**Photo-based point labeling data**

┌──

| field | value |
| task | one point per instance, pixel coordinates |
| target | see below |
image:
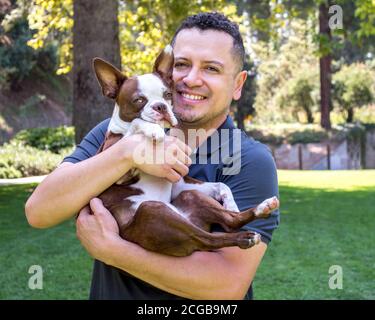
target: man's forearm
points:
(202, 275)
(69, 188)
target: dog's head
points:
(147, 96)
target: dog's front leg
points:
(217, 190)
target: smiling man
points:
(208, 75)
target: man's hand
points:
(97, 229)
(167, 159)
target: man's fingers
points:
(173, 176)
(85, 211)
(97, 207)
(184, 147)
(180, 168)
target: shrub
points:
(299, 133)
(52, 139)
(353, 88)
(18, 160)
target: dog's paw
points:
(224, 195)
(266, 207)
(155, 133)
(248, 239)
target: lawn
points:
(328, 218)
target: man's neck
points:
(201, 132)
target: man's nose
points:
(160, 107)
(193, 78)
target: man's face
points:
(205, 74)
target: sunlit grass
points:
(327, 218)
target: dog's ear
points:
(164, 64)
(109, 77)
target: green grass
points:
(328, 218)
(66, 266)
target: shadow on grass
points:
(66, 266)
(318, 229)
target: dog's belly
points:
(154, 188)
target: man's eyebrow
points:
(206, 61)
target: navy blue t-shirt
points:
(228, 156)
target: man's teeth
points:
(192, 97)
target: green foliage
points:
(52, 21)
(287, 76)
(19, 160)
(301, 92)
(17, 59)
(288, 133)
(302, 133)
(145, 27)
(353, 86)
(52, 139)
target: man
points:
(207, 73)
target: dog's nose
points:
(160, 107)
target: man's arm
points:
(222, 274)
(71, 186)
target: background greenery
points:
(326, 219)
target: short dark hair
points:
(216, 21)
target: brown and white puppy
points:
(173, 219)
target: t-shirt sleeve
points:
(256, 181)
(90, 143)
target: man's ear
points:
(239, 82)
(109, 77)
(164, 64)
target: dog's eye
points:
(168, 95)
(139, 100)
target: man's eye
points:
(139, 100)
(212, 69)
(180, 65)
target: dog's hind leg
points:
(157, 227)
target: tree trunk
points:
(325, 70)
(95, 34)
(350, 116)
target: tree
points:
(95, 34)
(325, 67)
(298, 94)
(353, 88)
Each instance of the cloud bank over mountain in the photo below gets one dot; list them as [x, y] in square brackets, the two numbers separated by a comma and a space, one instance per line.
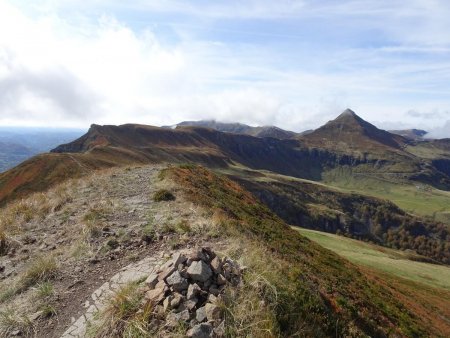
[294, 64]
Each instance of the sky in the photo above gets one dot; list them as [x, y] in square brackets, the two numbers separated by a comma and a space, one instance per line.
[291, 63]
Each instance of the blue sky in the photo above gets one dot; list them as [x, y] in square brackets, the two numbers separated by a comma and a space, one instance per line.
[295, 64]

└──

**Work to complete**
Repeat everything in the records precisely. Images are excluded from the copy.

**Written solution**
| field | value |
| task | one point per instance, pixel coordinates |
| target | see below |
image:
target: man's forearm
points:
(202, 275)
(69, 188)
target: dog's head
points:
(147, 96)
target: dog's front leg
points:
(217, 190)
target: smiling man
points:
(208, 75)
target: man's hand
points:
(97, 229)
(167, 159)
target: man's fingers
points:
(173, 176)
(85, 211)
(97, 207)
(184, 147)
(180, 168)
target: shrub
points:
(299, 133)
(52, 139)
(353, 88)
(18, 160)
target: dog's paw
points:
(224, 195)
(266, 207)
(155, 133)
(248, 239)
target: lawn
points:
(328, 218)
target: man's neck
points:
(201, 132)
target: man's nose
points:
(160, 107)
(193, 78)
target: man's face
points:
(205, 74)
target: sunlit grass
points:
(327, 218)
target: dog's ear
points:
(164, 64)
(109, 77)
target: green grass
points:
(328, 218)
(66, 266)
target: shadow on grass
points:
(66, 266)
(318, 229)
target: dog's belly
points:
(154, 188)
target: man's eyebrow
points:
(206, 61)
target: navy blue t-shirt
points:
(228, 156)
target: man's teeth
points:
(192, 97)
target: green foliage
points:
(52, 21)
(287, 76)
(19, 160)
(301, 92)
(17, 59)
(288, 133)
(302, 133)
(145, 27)
(353, 86)
(52, 139)
target: man
points:
(207, 73)
target: dog's nose
points:
(160, 107)
target: man's arm
points:
(222, 274)
(71, 186)
target: background greenery
points:
(326, 219)
target: short dark hair
points:
(216, 21)
target: brown and white puppy
points:
(173, 219)
target: t-shirt sleeve
points:
(256, 181)
(90, 143)
target: man's ear
points:
(239, 82)
(109, 77)
(164, 64)
target: dog's eye
points:
(168, 95)
(139, 100)
target: man's eye
points:
(139, 100)
(212, 69)
(180, 65)
target: dog's hind leg
points:
(157, 227)
target: tree trunk
points:
(325, 70)
(95, 34)
(350, 116)
target: tree
points:
(95, 34)
(325, 67)
(298, 94)
(353, 88)
Each instance of the cloud bank over mountain in the photo below gets one dot; list them as [x, y] in square brackets, the two numbers separated by a comma and a space, one instance per line.
[294, 64]
Each instance of the sky in the photo above gets one dot; list them as [x, y] in square brackets, the two numbers separated by a comma and a space, one instance per line.
[291, 63]
Each instance of the blue sky in the photo above gets one dot; list them as [x, y] in square brackets, the two numbers separated by a comma and a space, one instance per line.
[295, 64]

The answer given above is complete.